→ Material for the task:

§ §

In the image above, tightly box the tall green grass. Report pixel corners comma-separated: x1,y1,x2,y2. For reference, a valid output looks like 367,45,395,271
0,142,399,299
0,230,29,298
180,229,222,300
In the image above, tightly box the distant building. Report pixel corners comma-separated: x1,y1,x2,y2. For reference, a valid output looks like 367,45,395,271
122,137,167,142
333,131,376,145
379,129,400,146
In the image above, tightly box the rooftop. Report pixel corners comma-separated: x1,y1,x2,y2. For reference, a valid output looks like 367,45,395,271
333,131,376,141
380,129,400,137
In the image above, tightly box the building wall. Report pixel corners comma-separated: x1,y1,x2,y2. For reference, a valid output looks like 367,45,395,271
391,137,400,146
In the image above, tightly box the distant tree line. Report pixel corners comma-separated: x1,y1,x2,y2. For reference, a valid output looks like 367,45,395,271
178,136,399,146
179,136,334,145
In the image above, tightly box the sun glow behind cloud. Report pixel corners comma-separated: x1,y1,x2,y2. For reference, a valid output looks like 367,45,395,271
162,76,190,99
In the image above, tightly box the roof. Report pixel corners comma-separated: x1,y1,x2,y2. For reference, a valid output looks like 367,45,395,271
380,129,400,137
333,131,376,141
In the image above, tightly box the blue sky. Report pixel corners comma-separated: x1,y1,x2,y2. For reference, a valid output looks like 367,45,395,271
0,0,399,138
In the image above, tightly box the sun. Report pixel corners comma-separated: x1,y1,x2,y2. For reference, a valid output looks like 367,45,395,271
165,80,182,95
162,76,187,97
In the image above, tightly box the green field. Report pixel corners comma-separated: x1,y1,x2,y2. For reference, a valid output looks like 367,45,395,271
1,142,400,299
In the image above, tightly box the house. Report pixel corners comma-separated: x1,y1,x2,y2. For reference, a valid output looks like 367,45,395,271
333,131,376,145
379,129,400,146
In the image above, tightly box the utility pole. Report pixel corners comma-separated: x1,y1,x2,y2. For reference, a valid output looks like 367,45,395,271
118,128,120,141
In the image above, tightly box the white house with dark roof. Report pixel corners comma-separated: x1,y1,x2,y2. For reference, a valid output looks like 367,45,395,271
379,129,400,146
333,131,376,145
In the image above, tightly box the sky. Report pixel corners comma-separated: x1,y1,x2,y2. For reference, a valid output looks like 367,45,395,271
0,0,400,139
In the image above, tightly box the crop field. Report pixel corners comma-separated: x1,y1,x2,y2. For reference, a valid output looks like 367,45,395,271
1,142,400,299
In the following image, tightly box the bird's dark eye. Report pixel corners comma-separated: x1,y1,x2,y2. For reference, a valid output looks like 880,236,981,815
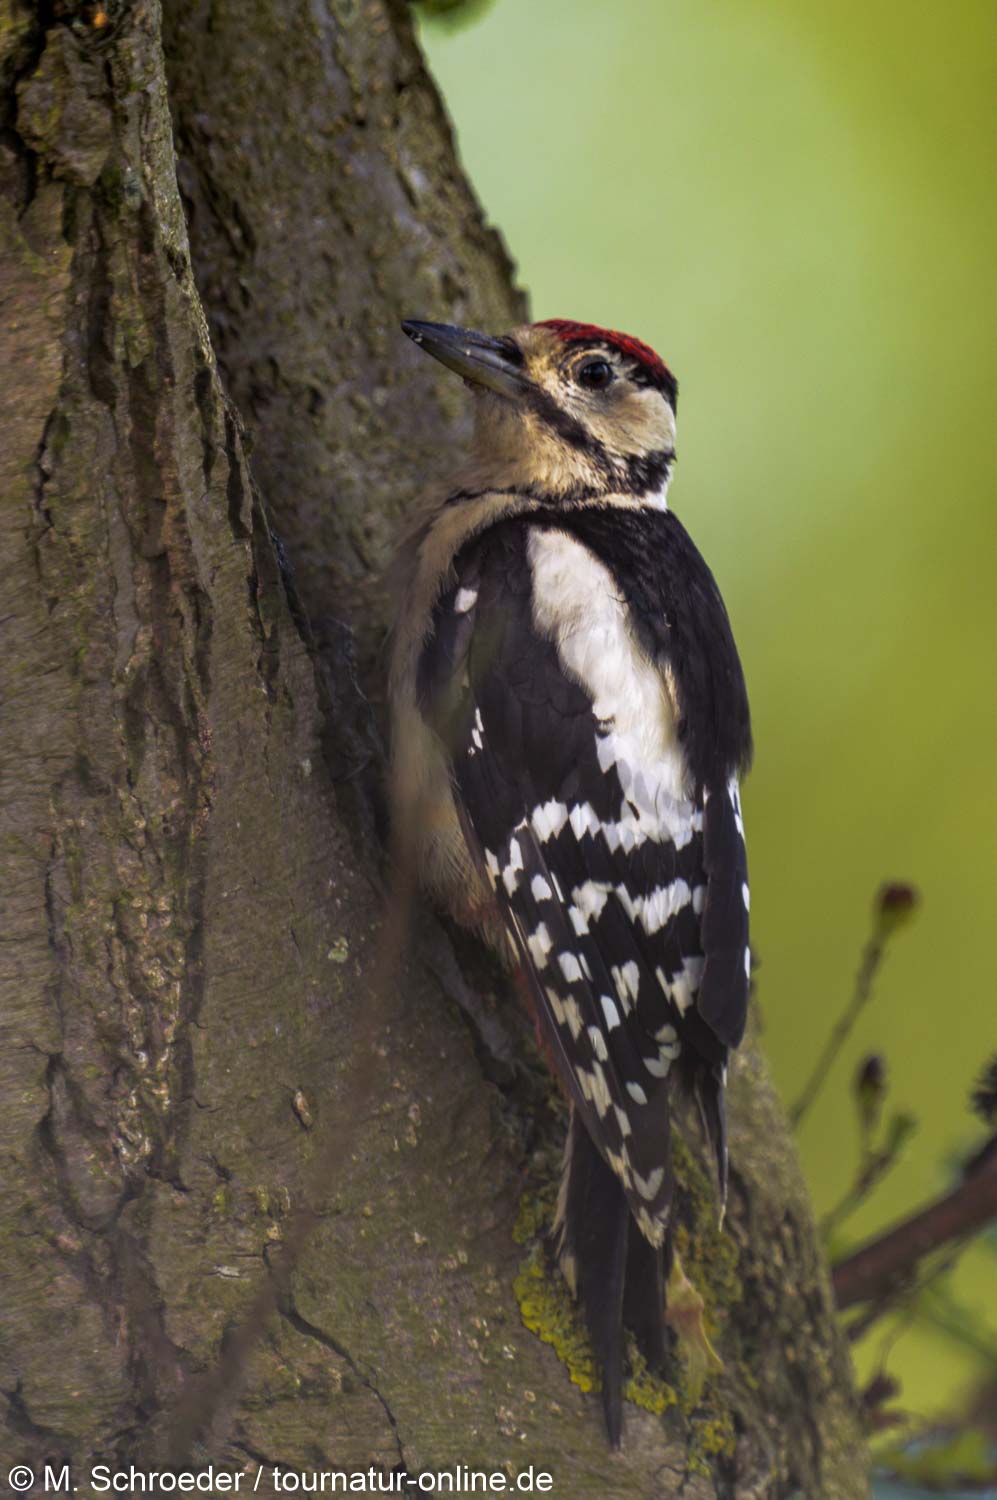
577,358,614,390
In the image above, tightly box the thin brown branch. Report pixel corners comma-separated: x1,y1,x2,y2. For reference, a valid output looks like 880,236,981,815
789,931,884,1129
832,1155,997,1311
790,884,918,1131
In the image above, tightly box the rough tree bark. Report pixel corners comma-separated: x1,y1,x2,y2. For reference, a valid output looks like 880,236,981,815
0,0,868,1494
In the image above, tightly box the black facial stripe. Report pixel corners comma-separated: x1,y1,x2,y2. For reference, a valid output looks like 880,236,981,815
525,384,599,456
444,450,674,511
524,385,676,495
445,484,599,508
623,449,675,495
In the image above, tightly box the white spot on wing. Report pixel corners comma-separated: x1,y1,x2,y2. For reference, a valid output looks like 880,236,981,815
635,1205,666,1244
633,1166,665,1201
562,995,583,1039
572,881,609,922
558,952,583,984
588,1025,608,1062
454,586,478,614
531,874,553,902
527,923,552,969
568,802,601,840
502,837,524,895
626,1081,648,1105
611,961,640,1009
656,957,704,1014
601,995,621,1030
531,800,568,843
637,879,692,935
608,1147,633,1187
590,1062,612,1117
728,776,745,837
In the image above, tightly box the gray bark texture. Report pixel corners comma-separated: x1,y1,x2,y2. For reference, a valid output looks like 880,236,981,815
0,0,869,1494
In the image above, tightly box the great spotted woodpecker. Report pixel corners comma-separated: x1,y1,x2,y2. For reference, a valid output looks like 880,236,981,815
389,318,752,1444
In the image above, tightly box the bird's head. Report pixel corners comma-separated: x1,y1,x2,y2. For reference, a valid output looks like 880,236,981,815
402,318,678,505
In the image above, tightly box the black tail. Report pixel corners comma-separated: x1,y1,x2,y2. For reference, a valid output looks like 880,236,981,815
693,1060,729,1214
555,1111,667,1446
623,1224,668,1370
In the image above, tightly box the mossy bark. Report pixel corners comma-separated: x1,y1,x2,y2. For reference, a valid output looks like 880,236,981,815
0,0,867,1494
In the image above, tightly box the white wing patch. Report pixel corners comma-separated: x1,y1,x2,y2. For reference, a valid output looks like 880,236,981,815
528,528,698,854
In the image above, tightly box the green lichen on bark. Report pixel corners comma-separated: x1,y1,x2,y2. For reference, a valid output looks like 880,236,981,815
510,1126,747,1481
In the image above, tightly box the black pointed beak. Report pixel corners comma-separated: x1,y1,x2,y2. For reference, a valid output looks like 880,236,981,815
401,320,529,399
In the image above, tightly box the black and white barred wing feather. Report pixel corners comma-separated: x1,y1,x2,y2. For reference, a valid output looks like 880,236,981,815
417,515,750,1240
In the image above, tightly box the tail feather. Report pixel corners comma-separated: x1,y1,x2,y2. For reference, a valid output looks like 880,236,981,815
623,1227,668,1371
693,1062,729,1217
555,1111,628,1445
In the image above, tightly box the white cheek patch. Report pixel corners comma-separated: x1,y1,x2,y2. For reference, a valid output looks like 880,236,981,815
568,383,676,499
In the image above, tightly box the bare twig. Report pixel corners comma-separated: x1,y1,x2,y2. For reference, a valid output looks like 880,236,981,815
821,1097,917,1242
789,883,918,1130
790,931,885,1130
842,1233,966,1344
832,1153,997,1311
821,1141,904,1242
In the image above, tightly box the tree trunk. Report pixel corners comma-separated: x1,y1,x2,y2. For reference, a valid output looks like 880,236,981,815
0,1,868,1494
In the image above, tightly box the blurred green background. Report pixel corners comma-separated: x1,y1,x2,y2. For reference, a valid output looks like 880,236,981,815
417,0,997,1446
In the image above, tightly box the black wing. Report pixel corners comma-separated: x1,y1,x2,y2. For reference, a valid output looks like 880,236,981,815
418,513,750,1236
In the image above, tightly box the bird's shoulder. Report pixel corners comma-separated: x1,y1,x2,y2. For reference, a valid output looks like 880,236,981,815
421,501,751,790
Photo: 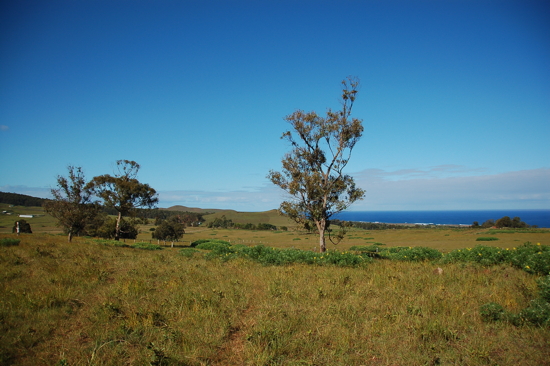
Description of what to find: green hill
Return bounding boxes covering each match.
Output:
[200,209,294,228]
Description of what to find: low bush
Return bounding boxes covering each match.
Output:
[377,246,443,261]
[476,237,499,241]
[93,239,129,247]
[92,239,162,250]
[178,248,200,258]
[195,240,231,251]
[195,240,369,267]
[509,242,550,275]
[481,275,550,327]
[0,238,20,246]
[131,242,162,250]
[441,243,550,275]
[440,245,513,266]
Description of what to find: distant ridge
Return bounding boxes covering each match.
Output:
[0,191,48,207]
[165,205,231,214]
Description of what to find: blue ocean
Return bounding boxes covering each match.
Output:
[334,210,550,228]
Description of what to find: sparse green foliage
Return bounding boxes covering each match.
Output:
[88,160,158,241]
[207,215,233,229]
[476,236,499,241]
[1,233,550,365]
[195,239,232,251]
[43,166,100,242]
[481,275,550,327]
[178,248,199,257]
[0,238,20,246]
[90,216,139,239]
[196,239,369,267]
[153,216,185,241]
[268,77,365,252]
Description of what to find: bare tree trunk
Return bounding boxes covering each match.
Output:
[68,231,73,243]
[317,219,327,253]
[115,211,122,241]
[319,233,326,253]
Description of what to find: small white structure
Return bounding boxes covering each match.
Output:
[19,214,34,218]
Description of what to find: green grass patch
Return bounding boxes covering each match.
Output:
[0,238,20,246]
[477,237,499,241]
[1,233,549,365]
[131,242,162,250]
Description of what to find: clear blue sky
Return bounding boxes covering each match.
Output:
[1,0,549,211]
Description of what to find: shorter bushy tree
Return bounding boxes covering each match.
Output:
[153,217,185,241]
[43,166,100,242]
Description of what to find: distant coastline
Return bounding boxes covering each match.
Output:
[335,209,550,228]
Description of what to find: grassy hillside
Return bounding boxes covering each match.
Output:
[165,205,226,214]
[1,233,549,365]
[201,209,295,228]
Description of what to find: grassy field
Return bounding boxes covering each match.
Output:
[3,204,549,251]
[2,205,550,364]
[1,229,550,365]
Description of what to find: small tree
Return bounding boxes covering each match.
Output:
[88,160,158,241]
[495,216,513,228]
[481,219,495,228]
[43,166,100,242]
[153,216,185,242]
[268,77,366,252]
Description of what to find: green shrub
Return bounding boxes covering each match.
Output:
[93,239,130,247]
[198,243,370,267]
[378,246,443,262]
[0,238,20,247]
[481,275,550,327]
[476,237,499,241]
[131,242,162,250]
[538,274,550,302]
[519,299,550,326]
[440,245,513,266]
[195,240,232,251]
[509,242,550,275]
[439,243,549,275]
[480,302,506,322]
[178,248,199,258]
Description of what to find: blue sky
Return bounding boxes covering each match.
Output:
[1,0,549,211]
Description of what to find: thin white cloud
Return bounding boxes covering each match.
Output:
[352,167,550,210]
[3,168,549,211]
[356,165,489,181]
[0,125,9,131]
[157,186,283,211]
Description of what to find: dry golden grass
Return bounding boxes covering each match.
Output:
[1,233,549,365]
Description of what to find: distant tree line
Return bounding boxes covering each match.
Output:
[332,215,536,230]
[0,192,47,207]
[332,219,416,230]
[472,216,535,229]
[206,215,283,231]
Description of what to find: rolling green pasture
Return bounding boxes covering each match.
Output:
[1,233,549,365]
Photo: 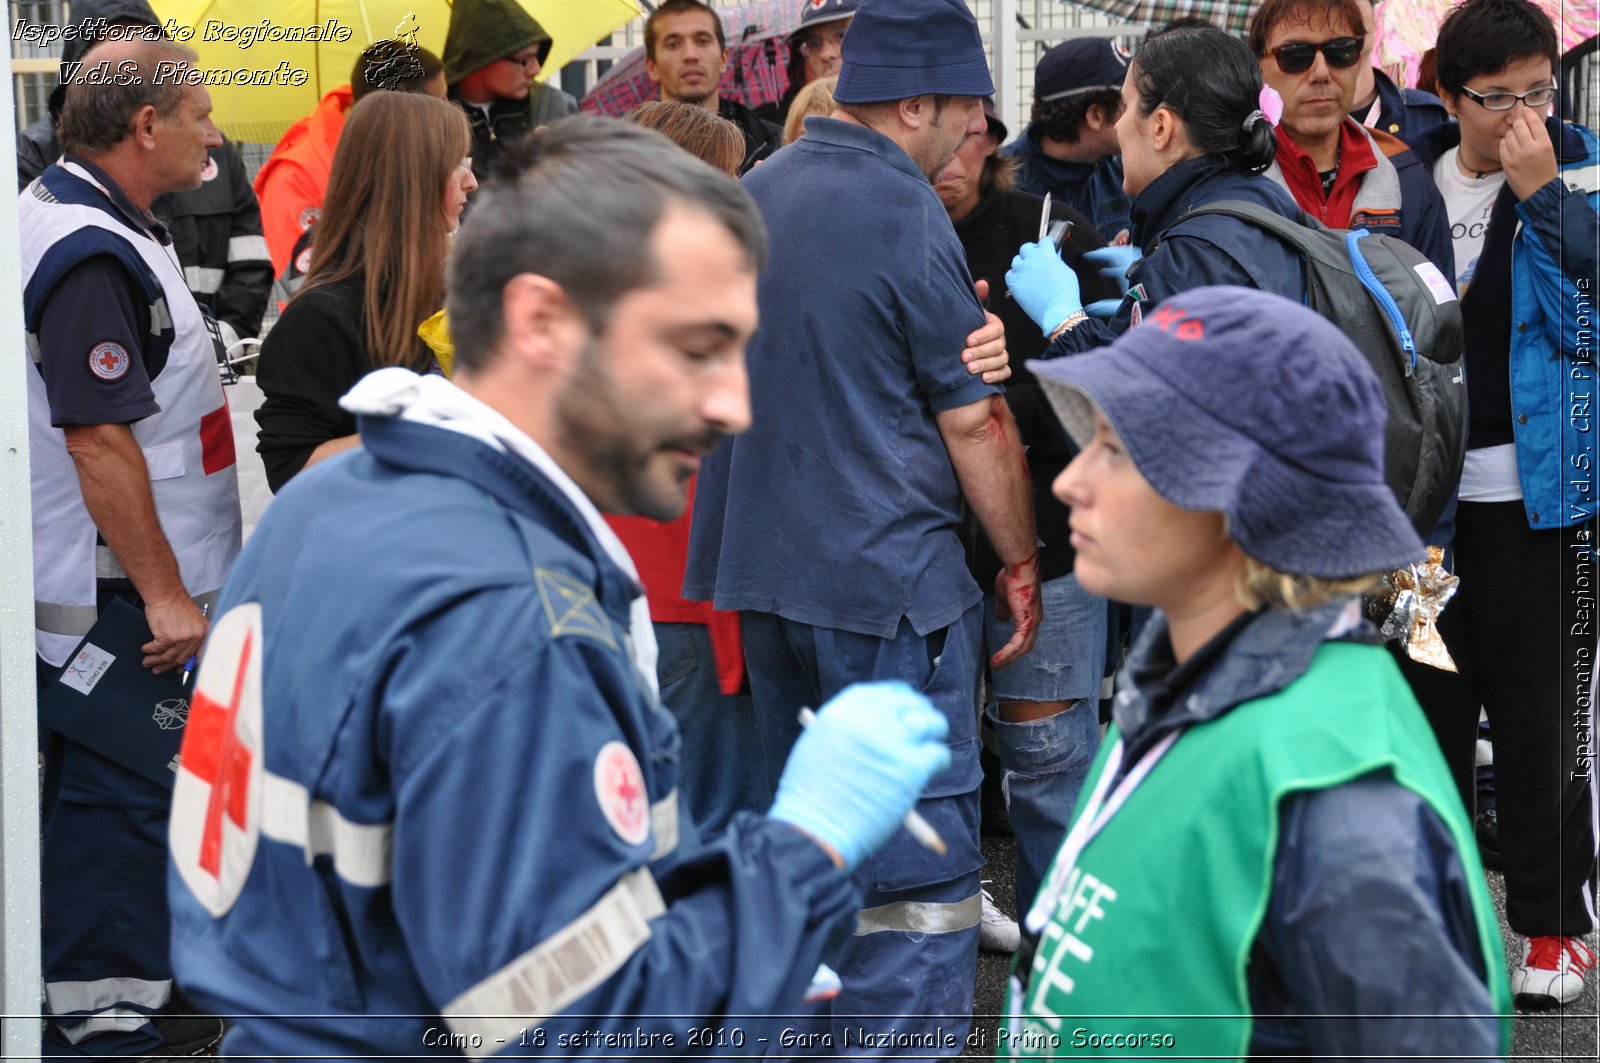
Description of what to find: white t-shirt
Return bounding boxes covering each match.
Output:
[1433,147,1506,298]
[1459,443,1524,502]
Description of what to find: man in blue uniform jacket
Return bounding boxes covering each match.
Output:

§ §

→ What you will do: Reproduce exactly, and only, the part of the entries above that runs from the line with "Description of what to find: rolling" to the last line, both included. Pictures stay out.

→ Answer box:
Description of what to find: rolling green pasture
Return bounding boxes covering each match.
Output:
[1,233,549,365]
Photo: 
Description of what to find: white t-shirt
Return bounding boxes covering each match.
Output:
[1433,147,1506,298]
[1459,443,1524,502]
Description of what to find: man in blue uniform jacket
Return bounding boxes covering each match.
Output:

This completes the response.